**TEXTO PARA ANÁLISE:**
O primeiro aspecto que pode ser observado é o desemprego tecnológico, na medida em que muitas ocupações importantes do setor, principalmente ligadas às transações financeiras passam a perder importância na medida em que as transações são realizadas na internet ou no smartphone. Por exemplo, entre janeiro de 2013 a dezembro de 2019 os bancos fecharam 70.006 postos de trabalho, o que equivale a uma redução de mais de 13% da categoria, e o fechamento de 3.400 agências físicas. Outros aspectos como mudanças na jornada, na intensidade do trabalho, nas tarefas exigidas também tem preocupado os bancários e o sindicato. Por exemplo, nas chamadas agências digitais atende-se muito mais clientes por bancário do que nas agências tradicionais, o que pode gerar uma série de problemas de saúde na categoria como já observamos nos últimos anos com grande quantidade de afastamentos por transtornos mentais como depressão e ansiedade.

A aplicação de tecnologia precisa de fato gerar ganhos para todos os agentes envolvidos no processo, ou seja, empresas, trabalhadores e consumidores, no entanto, não é o que se observa no caso dos bancos. Os clientes seguem pagando as mais elevadas taxas de juros e tarifas bancárias do mundo. E os bancários não tiveram suas jornadas reduzidas, ao contrário, há uma redução dos postos de trabalho e sobrecarga só aumenta.

**RECORTE DOS DADOS:**
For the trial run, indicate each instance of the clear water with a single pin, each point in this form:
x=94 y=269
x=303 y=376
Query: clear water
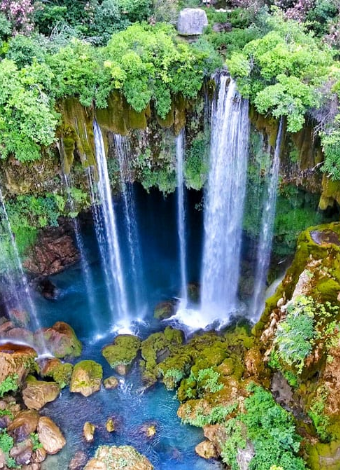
x=173 y=446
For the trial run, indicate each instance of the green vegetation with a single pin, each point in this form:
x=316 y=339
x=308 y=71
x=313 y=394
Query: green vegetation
x=10 y=384
x=270 y=429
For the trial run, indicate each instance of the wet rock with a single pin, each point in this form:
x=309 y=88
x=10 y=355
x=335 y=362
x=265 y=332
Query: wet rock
x=78 y=461
x=206 y=450
x=24 y=423
x=86 y=378
x=20 y=318
x=61 y=340
x=165 y=310
x=16 y=360
x=39 y=455
x=88 y=431
x=54 y=251
x=110 y=425
x=47 y=289
x=37 y=393
x=22 y=452
x=111 y=382
x=192 y=21
x=60 y=372
x=121 y=354
x=149 y=429
x=110 y=458
x=50 y=435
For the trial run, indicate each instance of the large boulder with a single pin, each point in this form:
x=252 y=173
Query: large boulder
x=121 y=354
x=50 y=435
x=86 y=378
x=16 y=360
x=110 y=458
x=61 y=340
x=192 y=21
x=37 y=393
x=54 y=251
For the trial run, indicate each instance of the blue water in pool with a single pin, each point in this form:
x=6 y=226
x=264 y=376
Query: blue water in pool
x=173 y=445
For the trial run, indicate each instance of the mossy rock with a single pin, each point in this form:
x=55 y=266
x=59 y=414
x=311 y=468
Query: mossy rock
x=165 y=310
x=86 y=378
x=156 y=348
x=121 y=354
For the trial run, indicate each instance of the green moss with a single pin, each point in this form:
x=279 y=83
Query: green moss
x=123 y=351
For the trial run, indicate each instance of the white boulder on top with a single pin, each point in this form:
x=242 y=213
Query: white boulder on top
x=192 y=21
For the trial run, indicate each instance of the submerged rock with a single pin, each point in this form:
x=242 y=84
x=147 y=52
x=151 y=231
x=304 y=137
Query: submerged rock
x=86 y=378
x=111 y=383
x=37 y=393
x=165 y=310
x=78 y=461
x=192 y=21
x=61 y=340
x=50 y=435
x=88 y=431
x=206 y=450
x=111 y=458
x=16 y=360
x=121 y=354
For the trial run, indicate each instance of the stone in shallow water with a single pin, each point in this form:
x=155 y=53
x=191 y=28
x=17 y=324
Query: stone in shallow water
x=37 y=393
x=110 y=458
x=192 y=21
x=86 y=378
x=50 y=436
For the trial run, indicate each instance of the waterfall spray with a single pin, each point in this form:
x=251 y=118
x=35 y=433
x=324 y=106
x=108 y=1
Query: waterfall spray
x=266 y=235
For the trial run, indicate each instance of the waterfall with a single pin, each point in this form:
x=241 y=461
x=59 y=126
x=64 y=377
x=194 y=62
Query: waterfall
x=14 y=264
x=107 y=235
x=224 y=202
x=181 y=217
x=86 y=271
x=137 y=279
x=266 y=234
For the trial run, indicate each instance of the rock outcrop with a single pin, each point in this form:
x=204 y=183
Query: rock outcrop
x=192 y=21
x=86 y=378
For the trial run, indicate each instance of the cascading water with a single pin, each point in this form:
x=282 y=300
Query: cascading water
x=107 y=235
x=266 y=235
x=86 y=271
x=181 y=217
x=15 y=265
x=137 y=279
x=224 y=203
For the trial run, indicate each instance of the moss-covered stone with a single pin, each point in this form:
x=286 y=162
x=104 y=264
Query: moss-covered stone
x=86 y=378
x=121 y=354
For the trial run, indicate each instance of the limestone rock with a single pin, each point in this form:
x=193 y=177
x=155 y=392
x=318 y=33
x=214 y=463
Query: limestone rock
x=16 y=360
x=206 y=450
x=88 y=431
x=109 y=458
x=24 y=424
x=19 y=317
x=37 y=393
x=165 y=310
x=86 y=378
x=61 y=340
x=192 y=21
x=110 y=425
x=111 y=382
x=78 y=461
x=121 y=354
x=50 y=435
x=22 y=452
x=54 y=251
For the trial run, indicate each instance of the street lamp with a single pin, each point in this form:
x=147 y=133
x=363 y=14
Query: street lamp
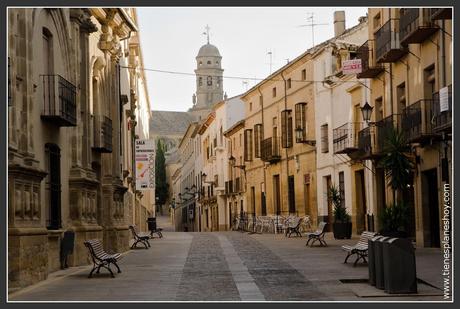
x=232 y=160
x=300 y=139
x=367 y=111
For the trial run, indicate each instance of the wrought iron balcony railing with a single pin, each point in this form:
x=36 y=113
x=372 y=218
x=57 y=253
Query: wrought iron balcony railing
x=59 y=101
x=388 y=46
x=442 y=121
x=270 y=150
x=370 y=68
x=417 y=123
x=415 y=25
x=345 y=137
x=441 y=13
x=102 y=133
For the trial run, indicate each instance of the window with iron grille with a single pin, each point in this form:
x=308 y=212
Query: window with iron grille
x=301 y=120
x=53 y=186
x=342 y=188
x=258 y=136
x=324 y=138
x=286 y=129
x=9 y=83
x=291 y=194
x=248 y=145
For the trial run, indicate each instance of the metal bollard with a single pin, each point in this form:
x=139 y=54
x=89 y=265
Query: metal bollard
x=371 y=258
x=379 y=274
x=399 y=266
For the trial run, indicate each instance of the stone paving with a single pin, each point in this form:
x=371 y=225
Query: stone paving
x=227 y=266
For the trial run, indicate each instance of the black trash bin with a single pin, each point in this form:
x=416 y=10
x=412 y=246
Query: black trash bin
x=399 y=266
x=67 y=244
x=378 y=259
x=371 y=258
x=152 y=224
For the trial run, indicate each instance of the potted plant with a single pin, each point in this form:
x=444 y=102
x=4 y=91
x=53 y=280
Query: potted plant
x=342 y=220
x=398 y=165
x=394 y=220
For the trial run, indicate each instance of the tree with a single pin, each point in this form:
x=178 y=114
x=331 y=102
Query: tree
x=161 y=184
x=397 y=162
x=398 y=166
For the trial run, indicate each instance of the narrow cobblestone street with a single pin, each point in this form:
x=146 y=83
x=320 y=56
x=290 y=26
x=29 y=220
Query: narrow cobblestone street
x=228 y=266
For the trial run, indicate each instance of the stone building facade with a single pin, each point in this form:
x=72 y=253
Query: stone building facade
x=280 y=166
x=65 y=129
x=408 y=63
x=338 y=118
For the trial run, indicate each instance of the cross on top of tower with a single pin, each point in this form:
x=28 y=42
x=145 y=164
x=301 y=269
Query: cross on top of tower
x=207 y=32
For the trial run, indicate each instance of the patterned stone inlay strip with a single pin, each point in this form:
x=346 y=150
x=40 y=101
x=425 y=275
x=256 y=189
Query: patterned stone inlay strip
x=206 y=275
x=276 y=279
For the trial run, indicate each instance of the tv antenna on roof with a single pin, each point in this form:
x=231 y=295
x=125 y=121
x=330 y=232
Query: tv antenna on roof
x=207 y=32
x=312 y=24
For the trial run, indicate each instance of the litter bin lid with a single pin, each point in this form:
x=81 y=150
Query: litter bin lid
x=375 y=238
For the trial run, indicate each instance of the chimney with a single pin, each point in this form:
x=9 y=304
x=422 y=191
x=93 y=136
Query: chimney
x=339 y=22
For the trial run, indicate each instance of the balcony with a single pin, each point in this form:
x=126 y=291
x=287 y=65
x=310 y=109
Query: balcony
x=370 y=68
x=346 y=138
x=59 y=101
x=416 y=121
x=102 y=134
x=441 y=13
x=270 y=150
x=372 y=140
x=388 y=47
x=237 y=184
x=442 y=121
x=414 y=28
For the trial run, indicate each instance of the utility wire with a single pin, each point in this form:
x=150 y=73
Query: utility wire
x=238 y=77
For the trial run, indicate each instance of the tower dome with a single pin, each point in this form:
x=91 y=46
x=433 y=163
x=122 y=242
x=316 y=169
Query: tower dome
x=208 y=50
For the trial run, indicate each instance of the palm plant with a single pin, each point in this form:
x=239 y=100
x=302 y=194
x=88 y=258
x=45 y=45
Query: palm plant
x=397 y=163
x=340 y=212
x=398 y=166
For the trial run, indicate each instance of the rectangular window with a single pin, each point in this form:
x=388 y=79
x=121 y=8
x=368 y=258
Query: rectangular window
x=253 y=200
x=263 y=203
x=258 y=136
x=248 y=145
x=286 y=129
x=342 y=187
x=9 y=83
x=291 y=195
x=324 y=138
x=300 y=121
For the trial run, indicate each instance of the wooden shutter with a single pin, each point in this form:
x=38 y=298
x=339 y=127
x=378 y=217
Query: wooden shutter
x=300 y=120
x=248 y=145
x=289 y=132
x=324 y=138
x=258 y=136
x=284 y=129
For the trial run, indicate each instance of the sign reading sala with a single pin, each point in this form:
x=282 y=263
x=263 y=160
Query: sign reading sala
x=351 y=66
x=145 y=164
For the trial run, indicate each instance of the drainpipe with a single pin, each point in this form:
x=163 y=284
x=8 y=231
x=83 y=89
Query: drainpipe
x=287 y=128
x=261 y=138
x=443 y=84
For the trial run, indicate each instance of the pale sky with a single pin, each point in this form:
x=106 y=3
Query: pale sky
x=171 y=38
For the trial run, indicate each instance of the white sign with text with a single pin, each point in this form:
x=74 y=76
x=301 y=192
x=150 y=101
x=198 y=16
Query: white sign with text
x=351 y=66
x=145 y=164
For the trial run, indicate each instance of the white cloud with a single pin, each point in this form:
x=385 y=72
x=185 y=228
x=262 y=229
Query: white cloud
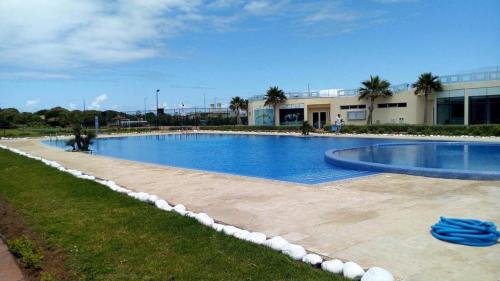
x=65 y=33
x=263 y=7
x=33 y=75
x=61 y=34
x=31 y=103
x=96 y=103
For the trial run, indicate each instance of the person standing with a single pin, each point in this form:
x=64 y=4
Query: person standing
x=338 y=123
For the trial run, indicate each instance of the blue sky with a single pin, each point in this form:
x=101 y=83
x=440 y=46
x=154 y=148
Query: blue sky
x=115 y=54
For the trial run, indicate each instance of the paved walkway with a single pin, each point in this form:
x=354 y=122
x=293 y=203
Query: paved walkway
x=380 y=220
x=9 y=269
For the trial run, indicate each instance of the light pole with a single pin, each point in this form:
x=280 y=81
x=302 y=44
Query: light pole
x=157 y=112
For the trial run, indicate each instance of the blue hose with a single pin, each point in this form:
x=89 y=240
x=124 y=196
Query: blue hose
x=466 y=232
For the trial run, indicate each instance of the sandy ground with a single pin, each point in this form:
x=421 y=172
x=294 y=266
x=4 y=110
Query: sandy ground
x=380 y=220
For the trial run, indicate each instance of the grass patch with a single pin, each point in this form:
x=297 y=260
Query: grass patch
x=110 y=236
x=26 y=251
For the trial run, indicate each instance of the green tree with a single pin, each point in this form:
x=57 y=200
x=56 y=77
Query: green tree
x=274 y=97
x=237 y=105
x=426 y=85
x=371 y=90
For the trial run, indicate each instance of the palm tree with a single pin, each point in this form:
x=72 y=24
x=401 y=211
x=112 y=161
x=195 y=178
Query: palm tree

**DETALHES DA TAREFA:**
Transcreva fielmente, do texto sobre os bancários, o trecho entre "A aplicação de" e "sobrecarga só aumenta.", inclusive.

**RESOLUÇÃO DETALHADA:**
A aplicação de tecnologia precisa de fato gerar ganhos para todos os agentes envolvidos no processo, ou seja, empresas, trabalhadores e consumidores, no entanto, não é o que se observa no caso dos bancos. Os clientes seguem pagando as mais elevadas taxas de juros e tarifas bancárias do mundo. E os bancários não tiveram suas jornadas reduzidas, ao contrário, há uma redução dos postos de trabalho e sobrecarga só aumenta.